Image point grounding data
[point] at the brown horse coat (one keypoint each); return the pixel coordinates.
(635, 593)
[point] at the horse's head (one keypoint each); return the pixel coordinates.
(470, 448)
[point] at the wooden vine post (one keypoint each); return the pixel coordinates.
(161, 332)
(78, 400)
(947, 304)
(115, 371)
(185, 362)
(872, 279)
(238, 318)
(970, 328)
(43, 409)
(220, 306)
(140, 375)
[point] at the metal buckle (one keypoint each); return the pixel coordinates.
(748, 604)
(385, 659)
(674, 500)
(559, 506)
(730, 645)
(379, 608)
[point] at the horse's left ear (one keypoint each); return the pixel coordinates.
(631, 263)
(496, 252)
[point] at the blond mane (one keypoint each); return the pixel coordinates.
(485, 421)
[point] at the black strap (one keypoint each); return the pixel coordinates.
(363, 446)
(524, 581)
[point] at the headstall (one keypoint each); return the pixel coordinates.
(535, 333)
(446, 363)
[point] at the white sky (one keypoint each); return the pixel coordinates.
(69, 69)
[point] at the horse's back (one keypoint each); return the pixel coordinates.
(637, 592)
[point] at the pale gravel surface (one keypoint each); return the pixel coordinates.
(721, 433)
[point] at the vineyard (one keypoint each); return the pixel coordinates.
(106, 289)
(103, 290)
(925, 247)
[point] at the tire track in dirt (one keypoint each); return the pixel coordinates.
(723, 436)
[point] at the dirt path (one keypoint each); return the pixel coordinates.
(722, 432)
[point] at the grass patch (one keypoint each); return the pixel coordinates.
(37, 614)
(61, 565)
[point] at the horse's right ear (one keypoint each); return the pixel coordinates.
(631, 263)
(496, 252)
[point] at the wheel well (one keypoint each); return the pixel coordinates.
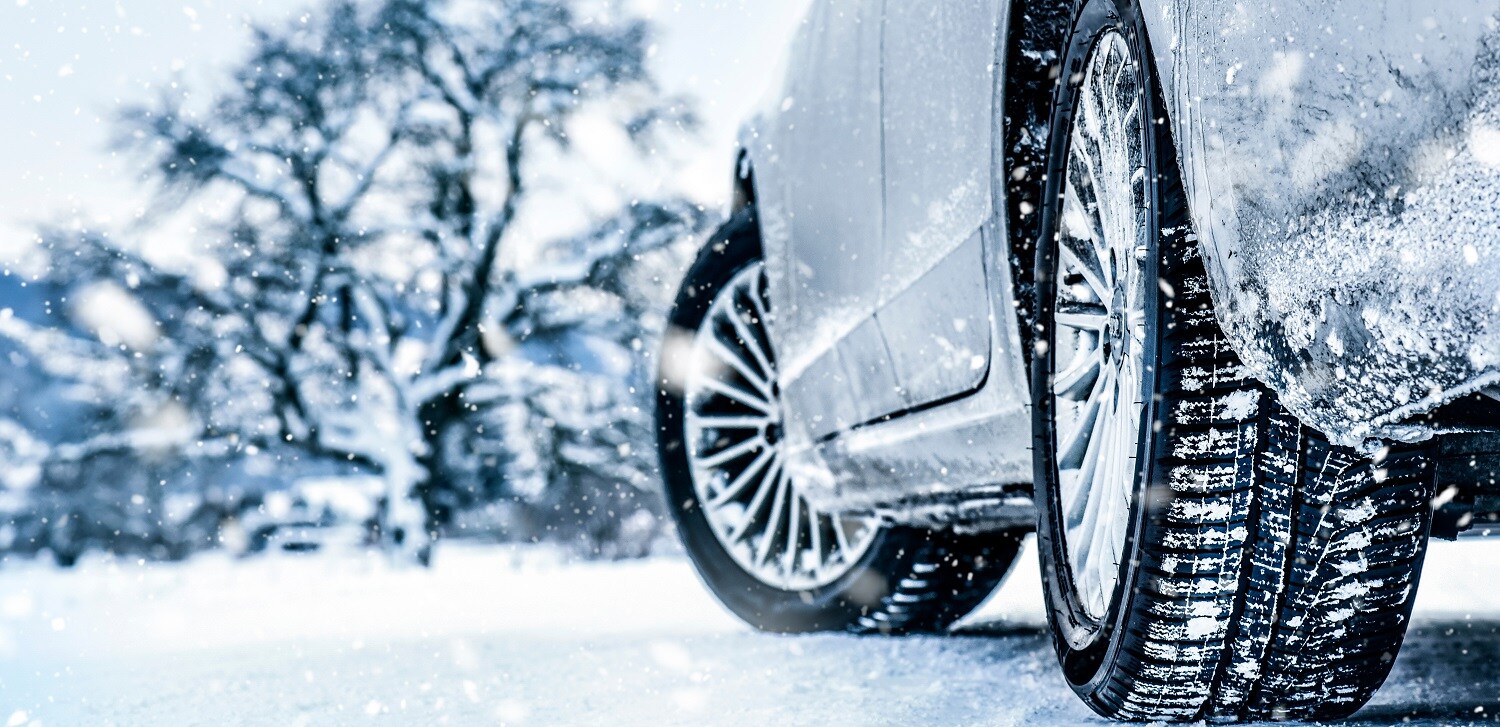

## Task goal
Your answer is an exact copy of the records above, stripped of pictures.

## Task output
[point] at the brown horse coat (one keypoint each); return the pixel coordinates.
(635, 593)
[point] at the horse's head (one keypoint each); return the pixel coordinates.
(470, 448)
[point] at the wooden vine post (one keypoint each); return the pixel coordinates.
(161, 332)
(78, 400)
(947, 304)
(115, 371)
(185, 362)
(872, 279)
(238, 318)
(970, 328)
(43, 409)
(220, 306)
(140, 375)
[point] at the metal buckle (one keypoint each); return the pixel coordinates.
(748, 604)
(385, 659)
(674, 500)
(559, 506)
(730, 645)
(379, 608)
[point] at the horse's left ear (one keypoint each); return the pixel coordinates.
(631, 263)
(496, 252)
[point] at the blond mane (one keypoint each); return the pixel coordinates.
(485, 421)
[point] at the black strap (one keypoint each); return the pixel coordinates.
(363, 446)
(524, 581)
[point] at the headstall (one keypoint each); return the pixel coordinates.
(535, 333)
(446, 363)
[point] at the white sky (one keypoint each); return the pixel coordinates.
(69, 69)
[point] at the horse's back (one keypoint each); return the pixel coordinates.
(637, 592)
[point] at the pale gravel surface (one keypoint each); return the pixel coordinates.
(721, 433)
[point] at the vineyard (one keypoint each); return the pixel coordinates.
(106, 289)
(103, 290)
(925, 247)
[point] at the tire track in dirt (one keypoint each); return the pixel coordinates.
(723, 436)
[point] at the dirt path (one keypoint each); return the pixel coordinates.
(722, 432)
[point] at the grass patch (one keypoint each); return the pixel coordinates.
(37, 614)
(61, 565)
[point] at the horse's right ear (one keypoint each); return the pixel coordinates.
(631, 263)
(496, 252)
[point] at the wheel well (one keypoint each); return the pixel coordinates.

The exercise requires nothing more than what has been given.